▶ Text provided:
* * *
# Dubai Property Update



## marc (Mar 10, 2008)

Hi Guys,

Just wanted to give you an update of the Market if your thinking of buying or just interested in property/finance news here..

As I'm sure you are aware, financial turmoil has caught up with Dubai and the UAE, with companies laying off people, going bankrupt and developments getting put on hold or shelved.

Mortgage regulations are tightening up with most banks no longer offering even 75% finance any more let alone 80-90% - Tamweel is going to be merging with Amlak finance (two largest Islamic banks) to strengthen its position in the market.

You will notice a load of property flooding onto the market as the speculative investors who cant afford the next payments (PANIC PANIC) are really scared and are offering their property for very low prices, some even lower then the original price... a good time for offers but just be careful what your getting into..... advice at the moment if you are considering a purchase especially off-plan is to go with a very sound developer, as a lot of middle market developers could be closing down. 

But If you can buy something ready to move in to - that is highly recommended, good time for Shoreline apartments there prices have deflated by over 50% on some types. - QE2 will be there soon so keep that in mind for the future.

Longer term, JLT, JBR and the Marina are still all very popular as well.

I' m sure you are all aware of this anyway but I thought a quick market update for those who dont know would be a nice thing to do. If theres a good response I can make it a weekly / monthly occurrence.

Thanks,

Marc.


----------



## Guest (Dec 2, 2008)

Thanks for the info Marc. My wife and I are thinking about seeking jobs in the UAE. If we were successful, we would rent and, from what we’ve gleaned from this forum, we have to correctly allow for the cost of rent as it can be a large proportion of one’s salary. So any updates on rentals would be very interesting particularly with the current turmoil.
* * *
▶ What is asked:
(a) Answer these questions from the Dubai property thread:
(i) Which two finance companies are set to merge?
(ii) By how much have prices dropped on some types of Shoreline apartments?
(iii) What does the writer of the Dec 2, 2008 post say the couple would do for housing if they found jobs?
(b) Please copy from the Dubai property thread the part that opens with the words containing "## marc (Mar" and closes with "hold or shelved.".
Answer from the Dubai property thread alone, not from the data.
* * *
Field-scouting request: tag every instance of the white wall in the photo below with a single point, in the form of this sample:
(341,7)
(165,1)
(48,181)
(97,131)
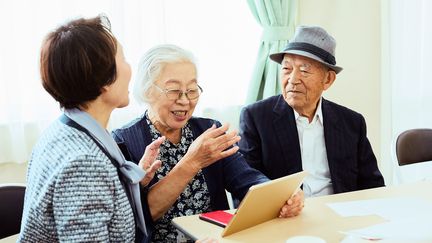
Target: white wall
* * *
▶ Responses:
(a)
(i) Tamweel and Amlak finance.
(ii) By over 50%.
(iii) They would rent.

(b)
## marc (Mar 10, 2008)

Hi Guys,

Just wanted to give you an update of the Market if your thinking of buying or just interested in property/finance news here..

As I'm sure you are aware, financial turmoil has caught up with Dubai and the UAE, with companies laying off people, going bankrupt and developments getting put on hold or shelved.